Saved entries:
■ ■ ■ ■ ■ ■ ■
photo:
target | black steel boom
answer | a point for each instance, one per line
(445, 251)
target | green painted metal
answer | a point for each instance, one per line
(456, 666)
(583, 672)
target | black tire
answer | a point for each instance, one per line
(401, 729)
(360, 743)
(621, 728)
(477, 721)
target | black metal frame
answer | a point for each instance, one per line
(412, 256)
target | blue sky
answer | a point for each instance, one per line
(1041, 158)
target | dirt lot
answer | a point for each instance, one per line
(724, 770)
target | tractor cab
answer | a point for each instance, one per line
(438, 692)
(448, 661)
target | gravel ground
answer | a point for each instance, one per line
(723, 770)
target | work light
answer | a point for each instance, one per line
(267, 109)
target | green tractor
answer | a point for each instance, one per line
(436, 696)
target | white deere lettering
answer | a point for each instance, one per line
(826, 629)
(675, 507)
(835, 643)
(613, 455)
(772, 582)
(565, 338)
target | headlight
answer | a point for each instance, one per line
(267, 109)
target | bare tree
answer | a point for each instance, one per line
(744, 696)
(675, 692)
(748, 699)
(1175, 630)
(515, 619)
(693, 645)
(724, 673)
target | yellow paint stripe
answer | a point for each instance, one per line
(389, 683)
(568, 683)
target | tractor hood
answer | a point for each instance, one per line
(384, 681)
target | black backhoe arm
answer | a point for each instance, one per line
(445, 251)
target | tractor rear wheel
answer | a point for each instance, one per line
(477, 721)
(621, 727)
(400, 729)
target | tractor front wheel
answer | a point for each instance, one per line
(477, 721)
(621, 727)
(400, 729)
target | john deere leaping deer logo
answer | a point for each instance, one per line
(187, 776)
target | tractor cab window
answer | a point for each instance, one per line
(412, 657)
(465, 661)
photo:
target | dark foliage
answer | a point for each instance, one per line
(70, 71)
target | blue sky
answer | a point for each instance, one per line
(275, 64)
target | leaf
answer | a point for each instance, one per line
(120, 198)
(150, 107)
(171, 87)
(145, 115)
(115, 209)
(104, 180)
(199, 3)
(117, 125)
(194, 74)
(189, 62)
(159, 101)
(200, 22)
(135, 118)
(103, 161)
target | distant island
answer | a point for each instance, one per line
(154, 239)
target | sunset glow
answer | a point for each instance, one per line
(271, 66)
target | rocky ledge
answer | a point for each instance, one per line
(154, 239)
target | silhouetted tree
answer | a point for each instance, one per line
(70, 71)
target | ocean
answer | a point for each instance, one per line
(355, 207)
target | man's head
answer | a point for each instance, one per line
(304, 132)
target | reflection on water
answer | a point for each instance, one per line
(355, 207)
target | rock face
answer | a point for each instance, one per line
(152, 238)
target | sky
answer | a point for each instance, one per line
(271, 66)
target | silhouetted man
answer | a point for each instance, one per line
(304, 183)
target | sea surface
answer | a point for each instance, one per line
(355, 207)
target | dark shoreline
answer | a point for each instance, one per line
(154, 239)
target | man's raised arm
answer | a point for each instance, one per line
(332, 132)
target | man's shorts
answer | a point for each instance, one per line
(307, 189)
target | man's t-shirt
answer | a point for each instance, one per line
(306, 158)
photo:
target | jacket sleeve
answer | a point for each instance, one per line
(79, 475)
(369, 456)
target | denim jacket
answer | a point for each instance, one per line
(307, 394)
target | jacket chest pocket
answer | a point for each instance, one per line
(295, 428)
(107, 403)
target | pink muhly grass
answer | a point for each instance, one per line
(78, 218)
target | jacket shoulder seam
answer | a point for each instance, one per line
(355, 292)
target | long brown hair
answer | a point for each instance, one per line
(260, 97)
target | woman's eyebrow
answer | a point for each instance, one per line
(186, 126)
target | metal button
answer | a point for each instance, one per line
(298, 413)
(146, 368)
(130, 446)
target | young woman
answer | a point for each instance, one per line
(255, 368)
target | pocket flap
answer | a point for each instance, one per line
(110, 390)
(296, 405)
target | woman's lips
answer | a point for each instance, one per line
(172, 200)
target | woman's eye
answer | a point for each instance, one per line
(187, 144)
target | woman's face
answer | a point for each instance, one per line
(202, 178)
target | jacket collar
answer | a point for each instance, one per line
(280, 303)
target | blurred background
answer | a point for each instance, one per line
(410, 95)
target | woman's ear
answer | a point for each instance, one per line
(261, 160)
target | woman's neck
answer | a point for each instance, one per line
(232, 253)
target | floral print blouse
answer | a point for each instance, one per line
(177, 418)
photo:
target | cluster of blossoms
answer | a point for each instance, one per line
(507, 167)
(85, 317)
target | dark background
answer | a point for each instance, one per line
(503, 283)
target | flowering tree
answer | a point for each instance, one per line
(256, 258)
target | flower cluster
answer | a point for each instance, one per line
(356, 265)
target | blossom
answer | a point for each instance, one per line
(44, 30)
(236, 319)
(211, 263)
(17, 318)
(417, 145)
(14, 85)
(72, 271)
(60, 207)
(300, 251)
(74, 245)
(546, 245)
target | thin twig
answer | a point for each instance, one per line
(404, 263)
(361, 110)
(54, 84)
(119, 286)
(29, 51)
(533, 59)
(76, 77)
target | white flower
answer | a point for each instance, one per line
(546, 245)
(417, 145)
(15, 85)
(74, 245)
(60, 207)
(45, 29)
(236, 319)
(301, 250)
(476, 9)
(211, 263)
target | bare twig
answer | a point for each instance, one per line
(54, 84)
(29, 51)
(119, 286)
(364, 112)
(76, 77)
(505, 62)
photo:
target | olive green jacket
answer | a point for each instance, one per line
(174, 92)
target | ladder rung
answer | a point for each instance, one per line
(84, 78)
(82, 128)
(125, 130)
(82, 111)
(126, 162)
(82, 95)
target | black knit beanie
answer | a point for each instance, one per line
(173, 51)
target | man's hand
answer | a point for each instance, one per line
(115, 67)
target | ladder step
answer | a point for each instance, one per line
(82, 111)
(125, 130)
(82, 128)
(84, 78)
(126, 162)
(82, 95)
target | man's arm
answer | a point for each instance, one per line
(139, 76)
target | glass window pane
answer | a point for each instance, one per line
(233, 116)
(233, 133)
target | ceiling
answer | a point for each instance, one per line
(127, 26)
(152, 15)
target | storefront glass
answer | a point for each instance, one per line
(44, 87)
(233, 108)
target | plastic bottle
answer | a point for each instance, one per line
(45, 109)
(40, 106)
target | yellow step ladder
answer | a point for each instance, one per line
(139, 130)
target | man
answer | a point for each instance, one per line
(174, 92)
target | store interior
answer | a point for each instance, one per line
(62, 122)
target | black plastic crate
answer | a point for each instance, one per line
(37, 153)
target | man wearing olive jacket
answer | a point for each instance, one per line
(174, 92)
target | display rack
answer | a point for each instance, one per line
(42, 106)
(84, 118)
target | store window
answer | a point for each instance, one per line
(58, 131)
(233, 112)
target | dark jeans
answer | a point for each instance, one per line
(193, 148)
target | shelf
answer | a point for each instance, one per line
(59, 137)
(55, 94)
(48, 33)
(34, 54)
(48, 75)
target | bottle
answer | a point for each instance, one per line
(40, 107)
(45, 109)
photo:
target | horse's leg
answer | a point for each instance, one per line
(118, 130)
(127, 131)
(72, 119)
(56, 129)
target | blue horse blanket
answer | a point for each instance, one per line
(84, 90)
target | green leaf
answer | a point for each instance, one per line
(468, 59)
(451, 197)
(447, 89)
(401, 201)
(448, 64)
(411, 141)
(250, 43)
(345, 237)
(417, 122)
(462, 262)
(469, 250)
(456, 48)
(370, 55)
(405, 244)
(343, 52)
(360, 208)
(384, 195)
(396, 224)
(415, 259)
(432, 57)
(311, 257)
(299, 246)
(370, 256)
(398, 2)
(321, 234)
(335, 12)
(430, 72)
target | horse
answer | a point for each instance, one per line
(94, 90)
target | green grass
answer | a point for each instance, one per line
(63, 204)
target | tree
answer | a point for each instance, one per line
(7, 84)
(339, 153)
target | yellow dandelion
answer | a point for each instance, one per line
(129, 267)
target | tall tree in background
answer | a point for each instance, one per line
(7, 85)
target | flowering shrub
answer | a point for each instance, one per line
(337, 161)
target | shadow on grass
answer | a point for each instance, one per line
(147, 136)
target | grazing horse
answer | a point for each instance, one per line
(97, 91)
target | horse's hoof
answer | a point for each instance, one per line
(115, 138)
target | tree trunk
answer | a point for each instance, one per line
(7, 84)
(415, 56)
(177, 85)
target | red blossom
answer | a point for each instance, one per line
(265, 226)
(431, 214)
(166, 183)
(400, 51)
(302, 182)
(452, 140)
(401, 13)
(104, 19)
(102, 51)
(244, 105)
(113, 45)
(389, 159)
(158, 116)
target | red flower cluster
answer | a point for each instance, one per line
■ ■ ■ ■ ■ ■ ■
All that should be written out is the stretch of lines above between the one holding "target | flowering tree" and the one holding "target | olive green jacket", inclusive, exactly as given.

target | flowering tree
answer | a point for each instance, one per line
(256, 258)
target | flower cluster
answer | a point for each instance, one per line
(356, 265)
target | blossom
answer | a point for each instance, one per line
(44, 30)
(236, 319)
(211, 263)
(17, 318)
(417, 145)
(14, 85)
(72, 271)
(60, 207)
(300, 251)
(74, 245)
(546, 245)
target | thin twig
answer | a point for each instance, one per line
(404, 263)
(361, 110)
(54, 84)
(119, 286)
(29, 51)
(533, 59)
(76, 77)
target | white flower
answer | a point for each instance, one per line
(546, 245)
(417, 145)
(15, 85)
(74, 245)
(60, 207)
(45, 29)
(236, 319)
(301, 250)
(476, 9)
(211, 263)
target | bare twig
answer | a point for each instance, one per line
(54, 84)
(29, 51)
(119, 286)
(364, 112)
(76, 77)
(505, 62)
photo:
target | olive green jacket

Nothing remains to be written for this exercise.